** start of Material for this exercise **
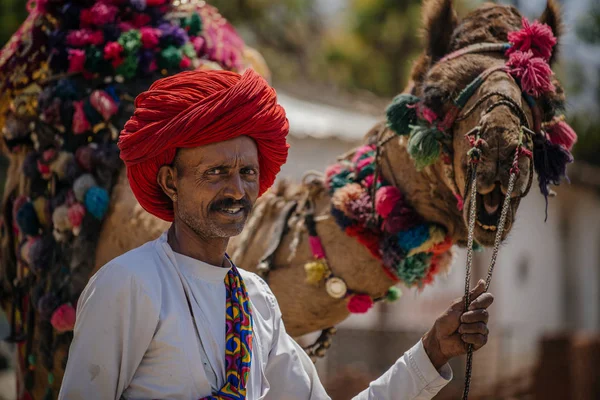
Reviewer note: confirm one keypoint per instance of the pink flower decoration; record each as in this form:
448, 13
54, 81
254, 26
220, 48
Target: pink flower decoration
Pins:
96, 38
63, 318
112, 50
103, 14
140, 20
360, 303
76, 60
185, 63
534, 72
76, 213
80, 121
386, 199
150, 37
536, 37
104, 104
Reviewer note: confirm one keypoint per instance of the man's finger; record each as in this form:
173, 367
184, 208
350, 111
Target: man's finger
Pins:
476, 339
483, 301
477, 327
471, 317
459, 304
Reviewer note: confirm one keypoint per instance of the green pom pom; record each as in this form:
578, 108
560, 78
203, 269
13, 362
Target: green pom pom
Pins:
131, 41
393, 294
170, 58
413, 269
400, 113
424, 145
129, 67
189, 51
193, 24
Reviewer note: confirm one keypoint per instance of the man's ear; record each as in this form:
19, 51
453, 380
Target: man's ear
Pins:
167, 180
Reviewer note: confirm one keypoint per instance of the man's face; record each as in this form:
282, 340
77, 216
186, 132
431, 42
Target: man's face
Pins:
217, 186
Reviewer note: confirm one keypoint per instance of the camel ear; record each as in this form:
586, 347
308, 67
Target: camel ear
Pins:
439, 22
552, 17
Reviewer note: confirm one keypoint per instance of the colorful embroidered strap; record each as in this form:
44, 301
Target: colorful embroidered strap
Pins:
238, 339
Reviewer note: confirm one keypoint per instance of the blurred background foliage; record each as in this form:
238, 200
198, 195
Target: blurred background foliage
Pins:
358, 46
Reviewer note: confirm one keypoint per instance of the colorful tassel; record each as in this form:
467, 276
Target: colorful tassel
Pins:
80, 122
360, 303
27, 220
550, 162
561, 133
402, 113
393, 294
104, 104
424, 145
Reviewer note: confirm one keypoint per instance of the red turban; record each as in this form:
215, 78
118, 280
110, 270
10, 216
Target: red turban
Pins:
196, 108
** end of Material for this exercise **
To do ->
Edit the data from the line containing "Reviewer note: confirm one keypoint per instance of the blurred" down to the end, changing "red turban" to "crimson turban" and leaving everything else as it stands. Give only these lines.

Solution to the exercise ->
Reviewer note: confirm one keypoint per instance of the blurred background foliage; record each as in this form:
238, 200
198, 195
Target: blurred background foliage
Pins:
358, 46
Reviewer note: confirm one keypoint per instance of the colorful tassel; record each as in this form:
467, 276
Target: colorful tassel
Pins:
80, 122
360, 303
27, 220
550, 162
561, 133
402, 113
393, 294
104, 104
424, 145
Reviewer note: confirm one keypoint per instance of the crimson turban; record each as in this form:
215, 78
118, 280
110, 270
10, 216
Target: crimson turban
Pins:
196, 108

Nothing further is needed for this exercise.